- Instruction -
Rewrite the part of the material that opens with the line containing "bird's tail, listing" and closes with its final line, both ends included, keeping every request and adding 97 to each number in the coordinate answers.

- Record list -
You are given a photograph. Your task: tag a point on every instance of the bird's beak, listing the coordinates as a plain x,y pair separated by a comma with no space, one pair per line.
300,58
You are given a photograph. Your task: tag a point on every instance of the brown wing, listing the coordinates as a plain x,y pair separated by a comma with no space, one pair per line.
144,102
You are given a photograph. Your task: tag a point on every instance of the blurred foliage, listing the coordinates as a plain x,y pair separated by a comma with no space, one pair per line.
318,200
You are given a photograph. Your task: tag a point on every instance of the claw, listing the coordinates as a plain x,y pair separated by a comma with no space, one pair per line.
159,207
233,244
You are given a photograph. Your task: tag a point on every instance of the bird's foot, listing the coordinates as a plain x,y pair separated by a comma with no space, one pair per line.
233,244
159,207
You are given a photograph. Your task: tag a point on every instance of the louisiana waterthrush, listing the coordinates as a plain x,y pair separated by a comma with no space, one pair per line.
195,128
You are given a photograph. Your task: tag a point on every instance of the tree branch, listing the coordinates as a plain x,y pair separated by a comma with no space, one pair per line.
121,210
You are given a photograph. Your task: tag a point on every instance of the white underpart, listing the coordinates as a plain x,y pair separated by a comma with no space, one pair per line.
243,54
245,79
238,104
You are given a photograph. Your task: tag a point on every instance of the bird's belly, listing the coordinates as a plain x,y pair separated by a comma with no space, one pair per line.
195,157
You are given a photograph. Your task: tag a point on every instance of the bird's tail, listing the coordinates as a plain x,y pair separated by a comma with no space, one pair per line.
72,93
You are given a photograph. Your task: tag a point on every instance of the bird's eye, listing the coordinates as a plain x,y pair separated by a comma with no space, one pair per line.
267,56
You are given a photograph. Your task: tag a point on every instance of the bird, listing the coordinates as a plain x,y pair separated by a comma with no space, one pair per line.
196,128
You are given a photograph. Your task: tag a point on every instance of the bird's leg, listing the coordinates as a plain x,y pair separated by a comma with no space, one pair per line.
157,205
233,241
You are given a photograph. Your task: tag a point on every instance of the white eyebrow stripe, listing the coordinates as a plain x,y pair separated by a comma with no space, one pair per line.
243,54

- Solution to the problem -
You are given a photograph. Your task: tag a point on every instance of the bird's tail, listing the coordinates as a plain x,y pair separated by a comma with no space, one pair per line.
169,190
You are given a photograph. Your task: tag a point on every instance of the bird's eye, listing the coordinates as a plain x,y pair separated by a comma with no space, one pair per line.
364,153
You are given a photograph. Your task: tag a point on every instance of the bird, listing the coordinates as a plain x,y pair separated by a comma with no space, one pair per line.
293,225
You are given a photograph. Your task: tag a point on every instance of the bird's leg, listing the coordinates as a plain x,y pair separated by a comma with no space, one pair per line.
254,302
330,338
You are given a photograph. Your task: tag a point on every instance of the white eyebrow stripe, listing the coordinates as a plain x,y pair separated by a comma with no space, one pair per line.
340,151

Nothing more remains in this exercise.